** BEGIN Supplied material **

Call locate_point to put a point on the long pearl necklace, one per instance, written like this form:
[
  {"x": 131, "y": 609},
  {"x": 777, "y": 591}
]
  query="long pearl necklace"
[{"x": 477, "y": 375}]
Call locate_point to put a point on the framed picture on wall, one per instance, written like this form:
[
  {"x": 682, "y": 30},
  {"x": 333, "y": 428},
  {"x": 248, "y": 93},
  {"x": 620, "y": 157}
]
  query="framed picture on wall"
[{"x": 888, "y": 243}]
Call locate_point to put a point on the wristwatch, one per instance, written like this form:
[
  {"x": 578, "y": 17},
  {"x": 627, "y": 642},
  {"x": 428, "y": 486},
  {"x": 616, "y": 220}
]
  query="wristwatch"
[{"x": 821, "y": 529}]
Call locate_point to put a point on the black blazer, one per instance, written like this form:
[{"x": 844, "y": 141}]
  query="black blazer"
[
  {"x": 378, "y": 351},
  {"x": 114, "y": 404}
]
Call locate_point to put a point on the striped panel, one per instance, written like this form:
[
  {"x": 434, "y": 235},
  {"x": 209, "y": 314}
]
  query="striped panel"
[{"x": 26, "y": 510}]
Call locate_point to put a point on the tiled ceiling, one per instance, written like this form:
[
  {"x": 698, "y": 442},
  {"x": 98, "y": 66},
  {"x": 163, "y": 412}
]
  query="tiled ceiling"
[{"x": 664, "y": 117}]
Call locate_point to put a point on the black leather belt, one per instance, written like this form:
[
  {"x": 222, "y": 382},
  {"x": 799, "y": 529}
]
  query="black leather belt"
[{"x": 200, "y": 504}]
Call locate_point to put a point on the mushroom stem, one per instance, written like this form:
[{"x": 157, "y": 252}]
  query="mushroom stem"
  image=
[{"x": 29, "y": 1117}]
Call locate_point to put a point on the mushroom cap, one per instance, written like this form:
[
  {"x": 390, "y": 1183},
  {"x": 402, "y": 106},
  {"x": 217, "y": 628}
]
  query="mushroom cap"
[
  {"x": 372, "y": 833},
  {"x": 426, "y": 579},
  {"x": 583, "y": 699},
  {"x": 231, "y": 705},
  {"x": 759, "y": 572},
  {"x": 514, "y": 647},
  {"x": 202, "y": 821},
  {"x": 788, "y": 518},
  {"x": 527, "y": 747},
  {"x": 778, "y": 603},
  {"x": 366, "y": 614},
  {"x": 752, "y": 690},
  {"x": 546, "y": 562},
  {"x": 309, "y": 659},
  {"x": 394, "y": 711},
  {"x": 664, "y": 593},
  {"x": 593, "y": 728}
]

** END Supplied material **

Written problem:
Print every one of the records above again, unchanged and in their original order.

Output below:
Call locate_point to put a point on the long pearl necklace, one per instance, written like this form:
[
  {"x": 131, "y": 609},
  {"x": 777, "y": 591}
]
  query="long pearl necklace"
[{"x": 477, "y": 375}]
Call locate_point to put a point on the framed picture on wall, one per instance, written like this form:
[
  {"x": 682, "y": 30},
  {"x": 333, "y": 428},
  {"x": 248, "y": 93},
  {"x": 620, "y": 157}
]
  query="framed picture on wall"
[{"x": 888, "y": 243}]
Call locate_point to put a point on the wristwatch, one per instance, written like this form:
[
  {"x": 578, "y": 17},
  {"x": 627, "y": 642},
  {"x": 428, "y": 486},
  {"x": 616, "y": 220}
]
  query="wristwatch"
[{"x": 821, "y": 529}]
Call locate_point to put a point on the black blazer, one per instance, written like this form:
[{"x": 844, "y": 141}]
  query="black blazer"
[
  {"x": 378, "y": 351},
  {"x": 114, "y": 404}
]
Call locate_point to put a point on the striped panel, one per instance, written like this form:
[
  {"x": 434, "y": 235},
  {"x": 209, "y": 314}
]
  query="striped panel"
[{"x": 26, "y": 510}]
Call locate_point to put a point on the tiled ceiling, one per instance, written like this form:
[
  {"x": 698, "y": 442},
  {"x": 98, "y": 66},
  {"x": 163, "y": 412}
]
  query="tiled ceiling"
[{"x": 664, "y": 117}]
Call locate_point to put a point on the black leather belt, one per instance, written like this form:
[
  {"x": 222, "y": 382},
  {"x": 799, "y": 529}
]
  query="black leather belt"
[{"x": 200, "y": 504}]
Call locate_point to put a point on the mushroom stem, one per instance, written like this form:
[{"x": 157, "y": 252}]
  query="mushroom stem"
  image=
[{"x": 29, "y": 1117}]
Call locate_point to put a point on the mushroom cap, one per instance, written like this form:
[
  {"x": 390, "y": 1183},
  {"x": 402, "y": 106},
  {"x": 217, "y": 628}
]
  query="mushroom cap"
[
  {"x": 372, "y": 833},
  {"x": 426, "y": 579},
  {"x": 583, "y": 699},
  {"x": 231, "y": 705},
  {"x": 759, "y": 572},
  {"x": 514, "y": 647},
  {"x": 202, "y": 821},
  {"x": 788, "y": 518},
  {"x": 527, "y": 747},
  {"x": 778, "y": 603},
  {"x": 366, "y": 614},
  {"x": 752, "y": 690},
  {"x": 546, "y": 562},
  {"x": 309, "y": 659},
  {"x": 394, "y": 711},
  {"x": 664, "y": 593},
  {"x": 593, "y": 728}
]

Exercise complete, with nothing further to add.